** MATERIAL FOR THE TASK **
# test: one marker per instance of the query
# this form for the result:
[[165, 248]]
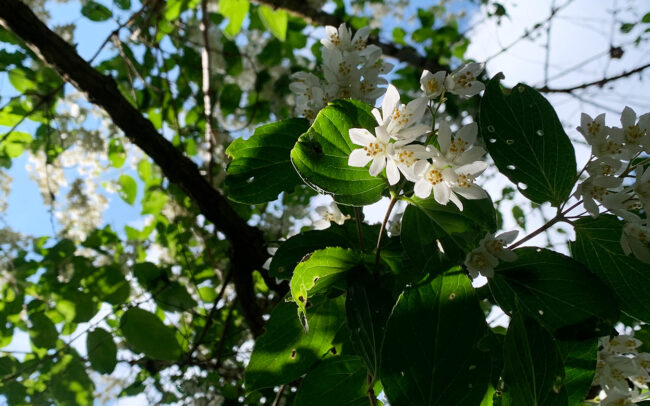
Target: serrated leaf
[[128, 189], [42, 332], [319, 271], [527, 142], [234, 11], [102, 351], [146, 333], [334, 381], [321, 155], [95, 11], [431, 354], [533, 370], [285, 351], [427, 226], [557, 290], [598, 245], [275, 21], [261, 167]]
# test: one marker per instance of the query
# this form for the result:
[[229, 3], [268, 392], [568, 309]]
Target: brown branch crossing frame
[[247, 243]]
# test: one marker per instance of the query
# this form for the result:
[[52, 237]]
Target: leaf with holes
[[431, 354], [319, 271], [527, 142], [321, 154], [285, 351], [558, 291], [436, 237], [261, 166], [533, 372], [598, 245]]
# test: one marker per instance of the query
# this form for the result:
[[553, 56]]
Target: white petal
[[392, 172], [359, 158], [377, 165], [361, 136]]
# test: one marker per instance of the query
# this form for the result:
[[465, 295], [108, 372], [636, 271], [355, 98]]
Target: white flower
[[642, 186], [459, 150], [497, 245], [480, 261], [635, 239], [328, 215], [463, 81], [432, 84], [401, 121]]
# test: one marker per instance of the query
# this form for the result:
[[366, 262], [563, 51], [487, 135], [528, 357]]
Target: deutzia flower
[[497, 245], [432, 84], [463, 81], [328, 215], [480, 261]]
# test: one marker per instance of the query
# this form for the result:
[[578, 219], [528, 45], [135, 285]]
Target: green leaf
[[234, 11], [598, 245], [427, 226], [261, 166], [557, 290], [527, 142], [579, 359], [285, 351], [274, 21], [335, 381], [43, 332], [146, 333], [533, 370], [367, 307], [95, 11], [128, 189], [319, 271], [116, 153], [321, 155], [431, 354], [102, 351]]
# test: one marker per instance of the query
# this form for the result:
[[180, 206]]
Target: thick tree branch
[[248, 248], [600, 83], [303, 9]]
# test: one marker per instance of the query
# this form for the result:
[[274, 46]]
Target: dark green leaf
[[598, 245], [557, 290], [128, 188], [286, 351], [261, 166], [275, 21], [321, 154], [533, 370], [319, 271], [43, 332], [335, 381], [95, 11], [146, 333], [430, 354], [427, 226], [102, 351], [527, 142]]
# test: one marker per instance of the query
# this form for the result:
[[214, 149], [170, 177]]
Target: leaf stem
[[393, 200], [357, 215]]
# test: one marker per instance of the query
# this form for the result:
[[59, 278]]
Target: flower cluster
[[614, 156], [621, 370], [491, 249], [351, 69], [448, 171]]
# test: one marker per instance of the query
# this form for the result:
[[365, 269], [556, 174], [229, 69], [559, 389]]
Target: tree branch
[[303, 9], [248, 248]]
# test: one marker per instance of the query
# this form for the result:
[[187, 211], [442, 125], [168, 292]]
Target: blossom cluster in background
[[351, 69], [622, 371], [616, 153]]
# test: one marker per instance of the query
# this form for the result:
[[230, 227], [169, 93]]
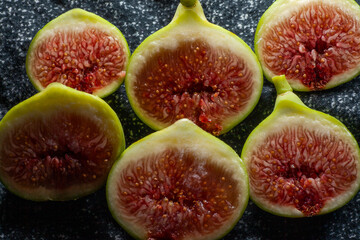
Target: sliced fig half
[[193, 69], [80, 50], [178, 183], [314, 43], [301, 162], [58, 145]]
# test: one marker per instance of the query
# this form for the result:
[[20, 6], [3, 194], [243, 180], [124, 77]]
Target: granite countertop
[[88, 217]]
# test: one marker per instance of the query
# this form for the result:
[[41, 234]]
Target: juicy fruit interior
[[317, 42], [56, 151], [174, 195], [194, 81], [84, 59], [302, 168]]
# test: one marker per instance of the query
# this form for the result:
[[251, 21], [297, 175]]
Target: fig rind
[[289, 110], [185, 135], [71, 18], [280, 10], [54, 96], [191, 23]]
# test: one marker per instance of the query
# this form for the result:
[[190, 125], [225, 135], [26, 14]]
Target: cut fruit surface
[[301, 162], [58, 145], [178, 183], [193, 69], [81, 50], [314, 43]]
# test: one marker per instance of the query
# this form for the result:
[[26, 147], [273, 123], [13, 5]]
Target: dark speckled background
[[88, 218]]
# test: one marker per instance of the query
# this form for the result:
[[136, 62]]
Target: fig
[[80, 50], [58, 145], [178, 183], [301, 162], [314, 43], [193, 69]]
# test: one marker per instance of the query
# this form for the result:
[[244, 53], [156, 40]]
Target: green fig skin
[[58, 96], [289, 106], [284, 9], [188, 3], [72, 18], [187, 137], [191, 23]]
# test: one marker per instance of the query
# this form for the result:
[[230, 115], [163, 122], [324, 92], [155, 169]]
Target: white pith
[[170, 39], [43, 106], [185, 136], [77, 20], [318, 125], [282, 11]]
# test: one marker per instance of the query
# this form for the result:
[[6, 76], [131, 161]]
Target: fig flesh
[[301, 162], [81, 50], [193, 69], [313, 43], [58, 145], [178, 183]]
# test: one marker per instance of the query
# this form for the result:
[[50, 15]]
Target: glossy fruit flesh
[[193, 69], [315, 46], [54, 151], [194, 81], [178, 183], [304, 168], [58, 145], [80, 50], [85, 60], [173, 194]]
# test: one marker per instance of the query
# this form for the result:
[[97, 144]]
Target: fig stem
[[188, 3], [281, 84]]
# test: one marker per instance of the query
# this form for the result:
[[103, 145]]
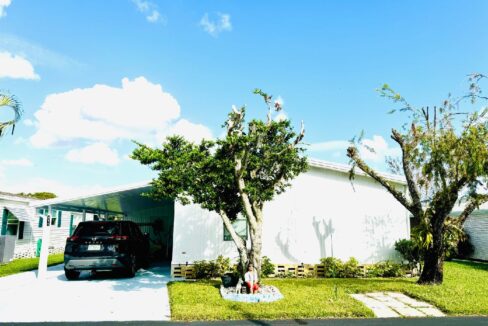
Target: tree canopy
[[233, 175], [444, 158]]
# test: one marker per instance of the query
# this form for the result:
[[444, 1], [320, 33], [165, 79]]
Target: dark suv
[[105, 245]]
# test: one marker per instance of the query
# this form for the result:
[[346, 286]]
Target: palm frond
[[10, 101]]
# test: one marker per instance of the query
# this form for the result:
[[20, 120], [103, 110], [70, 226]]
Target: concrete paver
[[393, 304]]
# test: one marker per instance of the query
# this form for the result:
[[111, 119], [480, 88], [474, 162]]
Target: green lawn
[[27, 264], [464, 292]]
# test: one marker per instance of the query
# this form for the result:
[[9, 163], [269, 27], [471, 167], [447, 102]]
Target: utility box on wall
[[7, 247]]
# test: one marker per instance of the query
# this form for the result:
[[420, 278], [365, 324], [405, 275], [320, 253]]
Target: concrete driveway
[[100, 297]]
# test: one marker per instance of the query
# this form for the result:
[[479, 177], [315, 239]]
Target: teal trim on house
[[71, 220], [4, 222], [60, 214]]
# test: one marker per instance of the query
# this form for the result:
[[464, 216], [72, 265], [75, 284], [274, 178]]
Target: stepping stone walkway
[[394, 304]]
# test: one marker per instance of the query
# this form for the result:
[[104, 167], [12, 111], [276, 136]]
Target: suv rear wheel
[[71, 274], [132, 268]]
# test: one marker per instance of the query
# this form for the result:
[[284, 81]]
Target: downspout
[[46, 234]]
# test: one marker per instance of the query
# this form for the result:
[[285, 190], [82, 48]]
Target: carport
[[123, 203]]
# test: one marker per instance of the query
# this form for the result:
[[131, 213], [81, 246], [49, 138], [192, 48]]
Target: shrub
[[333, 267], [211, 269], [267, 267], [409, 251], [222, 265], [385, 269], [351, 269]]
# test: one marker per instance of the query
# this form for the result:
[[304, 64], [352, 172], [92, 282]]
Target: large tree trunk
[[239, 242], [433, 271]]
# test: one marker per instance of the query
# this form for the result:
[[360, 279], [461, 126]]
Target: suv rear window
[[98, 229]]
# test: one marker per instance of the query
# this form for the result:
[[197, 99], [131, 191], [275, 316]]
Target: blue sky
[[165, 67]]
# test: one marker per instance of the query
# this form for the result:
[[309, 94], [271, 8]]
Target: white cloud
[[333, 145], [381, 149], [16, 67], [28, 122], [216, 26], [23, 162], [3, 5], [94, 153], [192, 132], [150, 11], [377, 143], [102, 114], [59, 188], [105, 113]]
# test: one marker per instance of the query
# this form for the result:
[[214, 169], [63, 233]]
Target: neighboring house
[[20, 218], [476, 226], [322, 214]]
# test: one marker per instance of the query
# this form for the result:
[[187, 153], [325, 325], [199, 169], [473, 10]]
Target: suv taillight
[[119, 237]]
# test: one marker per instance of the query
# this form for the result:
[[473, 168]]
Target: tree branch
[[412, 186], [474, 203], [352, 153], [240, 243]]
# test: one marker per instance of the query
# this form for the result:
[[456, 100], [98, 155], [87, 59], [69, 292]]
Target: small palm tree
[[9, 101]]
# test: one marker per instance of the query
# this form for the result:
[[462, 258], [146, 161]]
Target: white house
[[476, 226], [322, 214]]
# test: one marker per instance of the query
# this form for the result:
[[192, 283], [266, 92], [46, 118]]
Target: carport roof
[[120, 200]]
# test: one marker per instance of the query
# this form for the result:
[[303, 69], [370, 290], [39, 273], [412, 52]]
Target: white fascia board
[[344, 168]]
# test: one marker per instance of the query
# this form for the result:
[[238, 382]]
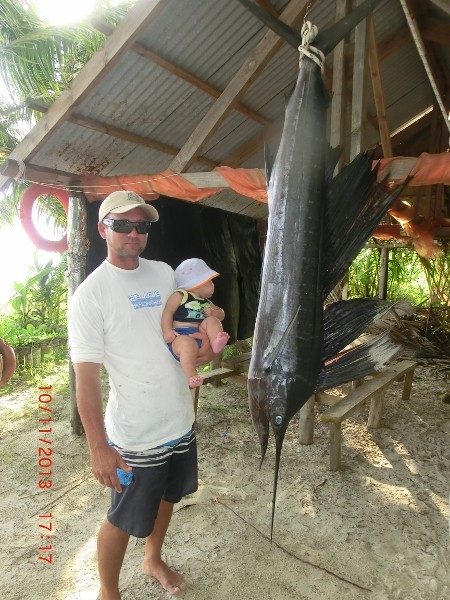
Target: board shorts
[[170, 473], [184, 331]]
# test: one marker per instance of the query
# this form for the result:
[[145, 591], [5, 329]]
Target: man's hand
[[215, 311], [104, 462], [169, 336], [205, 353]]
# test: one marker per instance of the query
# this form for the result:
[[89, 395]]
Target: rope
[[21, 172], [309, 32]]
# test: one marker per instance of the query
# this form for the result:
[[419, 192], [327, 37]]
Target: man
[[115, 320]]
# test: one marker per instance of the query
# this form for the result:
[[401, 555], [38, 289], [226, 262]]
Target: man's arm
[[104, 458]]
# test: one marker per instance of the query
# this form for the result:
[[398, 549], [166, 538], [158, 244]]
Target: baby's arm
[[215, 311], [172, 304]]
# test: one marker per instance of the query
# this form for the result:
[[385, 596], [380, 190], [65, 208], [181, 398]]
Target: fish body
[[287, 343], [317, 224]]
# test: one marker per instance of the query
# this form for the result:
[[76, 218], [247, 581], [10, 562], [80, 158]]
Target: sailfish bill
[[317, 225]]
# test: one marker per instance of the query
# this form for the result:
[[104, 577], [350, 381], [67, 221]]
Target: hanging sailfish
[[317, 225]]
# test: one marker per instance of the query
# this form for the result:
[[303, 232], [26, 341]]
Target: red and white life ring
[[26, 216]]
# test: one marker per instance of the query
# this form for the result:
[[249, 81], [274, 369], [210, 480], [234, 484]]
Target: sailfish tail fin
[[358, 362]]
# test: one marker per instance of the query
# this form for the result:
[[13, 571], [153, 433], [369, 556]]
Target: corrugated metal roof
[[211, 40]]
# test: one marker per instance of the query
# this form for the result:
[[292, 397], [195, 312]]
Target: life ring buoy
[[26, 216], [8, 362]]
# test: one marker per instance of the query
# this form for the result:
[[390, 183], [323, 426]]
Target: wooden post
[[306, 423], [382, 288], [335, 446], [375, 410]]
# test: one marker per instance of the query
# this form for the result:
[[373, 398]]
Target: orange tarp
[[427, 169], [149, 187]]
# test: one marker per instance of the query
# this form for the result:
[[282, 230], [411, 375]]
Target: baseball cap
[[123, 201], [192, 273]]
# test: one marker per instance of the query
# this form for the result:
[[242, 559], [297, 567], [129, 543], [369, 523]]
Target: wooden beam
[[398, 170], [378, 90], [337, 119], [358, 107], [443, 5], [412, 23], [124, 36], [436, 31], [117, 132], [192, 79], [249, 71]]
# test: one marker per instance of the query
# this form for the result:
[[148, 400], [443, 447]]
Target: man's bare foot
[[172, 581], [220, 342], [195, 381]]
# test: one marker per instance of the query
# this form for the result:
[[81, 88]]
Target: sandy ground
[[378, 529]]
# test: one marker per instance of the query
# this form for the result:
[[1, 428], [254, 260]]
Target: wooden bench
[[372, 389], [210, 377], [233, 368]]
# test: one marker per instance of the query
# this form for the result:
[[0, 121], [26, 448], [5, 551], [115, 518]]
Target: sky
[[16, 249], [17, 257]]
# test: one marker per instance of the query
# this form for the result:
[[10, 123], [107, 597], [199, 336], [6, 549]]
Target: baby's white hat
[[192, 273]]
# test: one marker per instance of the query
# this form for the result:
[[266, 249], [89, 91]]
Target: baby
[[189, 310]]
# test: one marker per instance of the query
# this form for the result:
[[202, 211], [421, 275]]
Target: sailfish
[[317, 225]]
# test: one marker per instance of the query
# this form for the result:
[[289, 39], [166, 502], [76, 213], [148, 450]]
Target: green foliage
[[407, 279], [37, 311]]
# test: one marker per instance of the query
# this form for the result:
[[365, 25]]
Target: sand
[[378, 529]]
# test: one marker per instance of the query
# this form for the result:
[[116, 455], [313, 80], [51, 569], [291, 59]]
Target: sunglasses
[[125, 226]]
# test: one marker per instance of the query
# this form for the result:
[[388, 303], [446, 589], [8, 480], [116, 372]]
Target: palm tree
[[38, 61]]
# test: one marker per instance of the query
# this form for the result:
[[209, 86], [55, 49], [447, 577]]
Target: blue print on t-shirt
[[146, 300]]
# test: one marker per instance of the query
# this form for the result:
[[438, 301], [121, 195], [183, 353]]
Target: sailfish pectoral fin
[[357, 363], [274, 352], [346, 320], [355, 206]]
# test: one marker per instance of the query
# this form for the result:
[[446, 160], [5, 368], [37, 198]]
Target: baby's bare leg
[[186, 349], [214, 330]]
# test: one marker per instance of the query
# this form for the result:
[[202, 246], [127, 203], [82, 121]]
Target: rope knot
[[309, 33]]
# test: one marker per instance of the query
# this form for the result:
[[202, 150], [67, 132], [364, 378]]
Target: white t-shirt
[[115, 318]]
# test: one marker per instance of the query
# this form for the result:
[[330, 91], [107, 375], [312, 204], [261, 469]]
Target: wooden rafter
[[136, 21], [378, 90], [249, 70], [412, 24], [192, 79]]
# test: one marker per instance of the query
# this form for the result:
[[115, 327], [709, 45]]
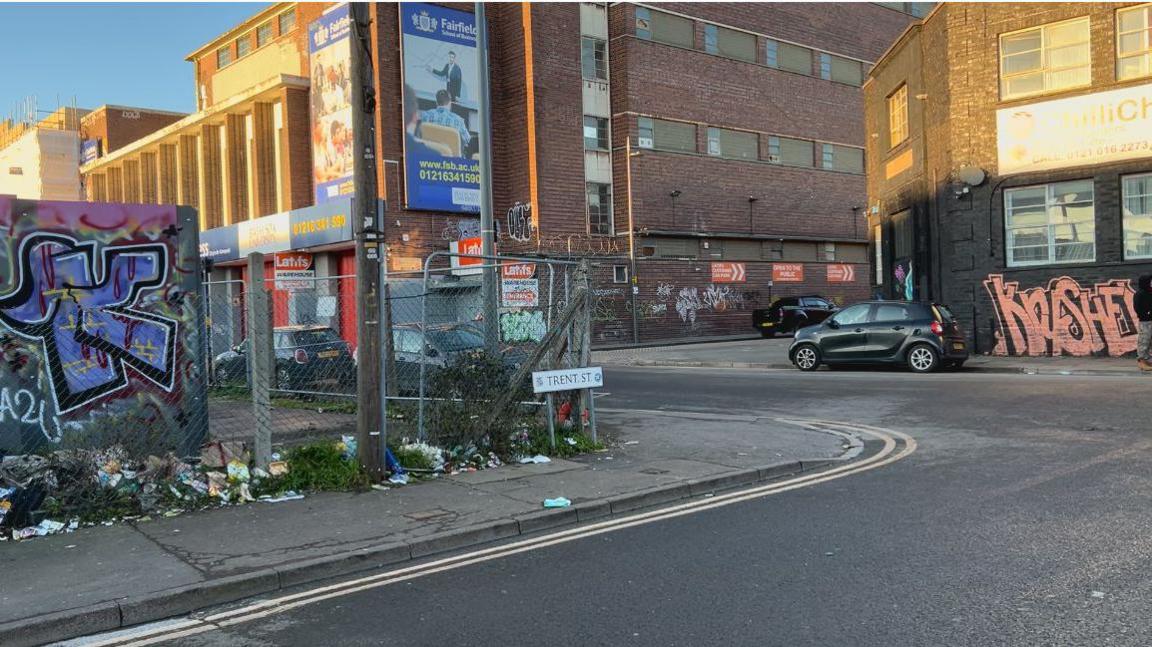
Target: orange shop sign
[[841, 273], [728, 273], [788, 272]]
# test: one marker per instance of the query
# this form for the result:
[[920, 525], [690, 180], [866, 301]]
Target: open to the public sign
[[567, 379], [788, 272], [293, 271], [729, 273]]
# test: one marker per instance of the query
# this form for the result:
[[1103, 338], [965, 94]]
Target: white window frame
[[1127, 214], [1051, 202], [1044, 69], [897, 116], [1145, 53]]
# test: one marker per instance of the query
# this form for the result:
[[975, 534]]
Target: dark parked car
[[922, 335], [788, 314], [442, 345], [308, 358]]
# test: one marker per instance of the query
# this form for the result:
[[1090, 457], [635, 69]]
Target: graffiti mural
[[1063, 318], [99, 317]]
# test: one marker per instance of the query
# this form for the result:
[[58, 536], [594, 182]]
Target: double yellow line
[[896, 446]]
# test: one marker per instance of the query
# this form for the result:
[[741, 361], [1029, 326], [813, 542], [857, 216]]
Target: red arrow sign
[[841, 273]]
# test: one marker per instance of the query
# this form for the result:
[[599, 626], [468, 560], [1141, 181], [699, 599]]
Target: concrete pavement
[[1020, 520], [103, 578], [773, 354]]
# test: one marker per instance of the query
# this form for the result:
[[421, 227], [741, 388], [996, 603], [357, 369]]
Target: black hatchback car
[[308, 358], [788, 314], [922, 335]]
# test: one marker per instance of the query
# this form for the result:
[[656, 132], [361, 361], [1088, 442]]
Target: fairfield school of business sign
[[1091, 129]]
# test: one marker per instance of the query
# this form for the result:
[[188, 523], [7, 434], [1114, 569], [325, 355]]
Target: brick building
[[743, 121], [1008, 172]]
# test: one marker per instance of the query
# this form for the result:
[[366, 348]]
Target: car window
[[853, 314], [406, 341], [316, 336], [892, 312]]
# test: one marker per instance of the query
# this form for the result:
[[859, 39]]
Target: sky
[[127, 54]]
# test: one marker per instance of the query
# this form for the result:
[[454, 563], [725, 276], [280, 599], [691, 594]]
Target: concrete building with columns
[[710, 155]]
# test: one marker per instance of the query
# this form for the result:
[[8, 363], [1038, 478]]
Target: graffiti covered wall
[[99, 327], [1063, 318]]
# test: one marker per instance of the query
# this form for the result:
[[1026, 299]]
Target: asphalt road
[[1023, 518]]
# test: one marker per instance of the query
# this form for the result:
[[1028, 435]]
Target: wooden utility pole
[[370, 252]]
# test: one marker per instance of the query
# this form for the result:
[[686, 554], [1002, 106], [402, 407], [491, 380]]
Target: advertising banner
[[330, 52], [294, 271], [441, 108], [728, 273], [788, 272], [1086, 130], [841, 273]]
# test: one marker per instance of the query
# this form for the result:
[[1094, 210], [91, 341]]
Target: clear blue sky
[[128, 54]]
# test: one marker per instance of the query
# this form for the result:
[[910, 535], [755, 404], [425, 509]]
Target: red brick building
[[744, 124]]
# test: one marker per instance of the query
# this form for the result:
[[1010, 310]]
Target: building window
[[593, 59], [878, 252], [1051, 223], [645, 134], [847, 159], [667, 135], [1137, 217], [596, 134], [263, 35], [1134, 48], [789, 152], [787, 56], [599, 208], [897, 116], [243, 45], [729, 43], [733, 144], [664, 28], [1048, 58], [287, 21]]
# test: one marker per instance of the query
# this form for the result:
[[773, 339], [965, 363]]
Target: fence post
[[260, 357]]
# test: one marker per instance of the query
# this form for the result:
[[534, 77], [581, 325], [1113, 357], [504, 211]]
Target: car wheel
[[923, 358], [806, 357]]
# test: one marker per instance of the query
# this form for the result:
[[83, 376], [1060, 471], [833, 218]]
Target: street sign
[[841, 273], [788, 272], [567, 379], [729, 273], [293, 271]]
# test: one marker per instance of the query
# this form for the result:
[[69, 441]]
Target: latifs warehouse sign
[[1099, 128]]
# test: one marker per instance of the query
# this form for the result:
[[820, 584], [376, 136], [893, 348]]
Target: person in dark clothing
[[452, 75], [1142, 303]]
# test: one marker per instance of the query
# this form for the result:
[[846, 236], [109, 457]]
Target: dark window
[[599, 208], [664, 28], [853, 314], [593, 59], [287, 21], [596, 134], [892, 312]]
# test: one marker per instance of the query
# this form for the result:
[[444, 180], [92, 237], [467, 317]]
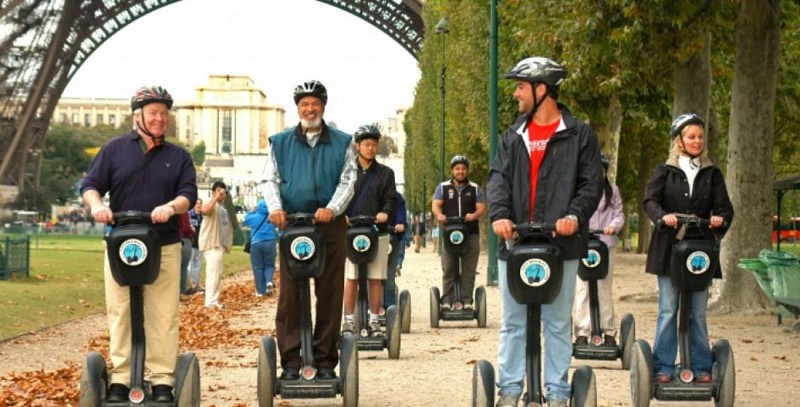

** DO THIS **
Rewrite the lines from the beginning up to and including the line with "21], [261, 167]]" as a numbered list, skipping any blank lines. Leave the pictures out of your answer.

** ANSWER TO THIS TASK **
1. # test: one marker per instance of the query
2. # this form for the result:
3. [[165, 248]]
4. Target: serrated leaf
5. [[128, 189], [42, 332], [319, 271], [527, 142], [234, 11], [102, 351], [146, 333], [334, 381], [321, 155], [95, 11], [431, 354], [533, 370], [285, 351], [427, 226], [557, 290], [598, 245], [275, 21], [261, 167]]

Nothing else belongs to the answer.